Can you lay out the lines below as a JSON list of strings, one string per line, with blank lines skipped and the pictures left out?

◆ Bounding-box records
[start]
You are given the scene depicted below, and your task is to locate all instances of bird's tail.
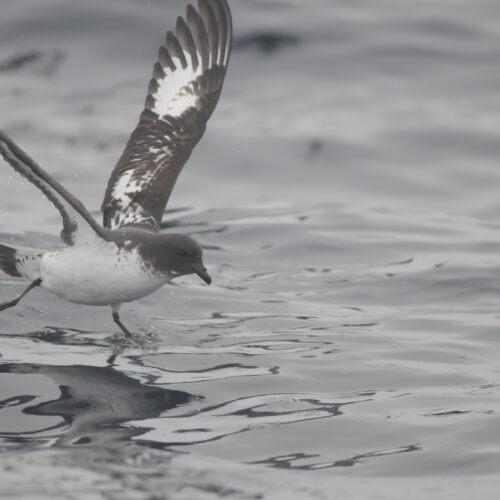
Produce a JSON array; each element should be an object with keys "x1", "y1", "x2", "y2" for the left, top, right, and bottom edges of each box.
[{"x1": 0, "y1": 244, "x2": 42, "y2": 279}]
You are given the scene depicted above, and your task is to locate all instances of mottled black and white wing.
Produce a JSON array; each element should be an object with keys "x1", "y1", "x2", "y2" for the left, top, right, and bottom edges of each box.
[
  {"x1": 102, "y1": 0, "x2": 232, "y2": 231},
  {"x1": 0, "y1": 130, "x2": 108, "y2": 245}
]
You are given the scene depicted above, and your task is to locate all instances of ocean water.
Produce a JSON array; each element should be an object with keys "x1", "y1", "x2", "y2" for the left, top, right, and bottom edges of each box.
[end]
◆ Problem solution
[
  "You are given the scene depicted below, and your task is to locate all instances of bird's tail.",
  "Produce a JSON array; each element should be an object with keys \"x1\", \"y1\", \"x2\", \"y2\" for the left, top, right, and bottom edges of each box.",
  "[{\"x1\": 0, \"y1\": 244, \"x2\": 42, \"y2\": 279}]",
  "You are given the scene depicted above, and your task is to locate all instances of mottled black and white wing.",
  "Produce a JSON array; each element should be an object with keys \"x1\", \"y1\", \"x2\", \"y2\" for the left, top, right, and bottom edges of each box.",
  "[",
  "  {\"x1\": 102, \"y1\": 0, \"x2\": 232, \"y2\": 231},",
  "  {\"x1\": 0, \"y1\": 130, \"x2\": 108, \"y2\": 245}",
  "]",
  "You are given the scene depicted above, and your task is to locate all instances of ocean water.",
  "Produce a JSON array; each element should be an object with keys \"x1\", \"y1\", \"x2\", \"y2\" for the left, top, right, and bottom edges of each box."
]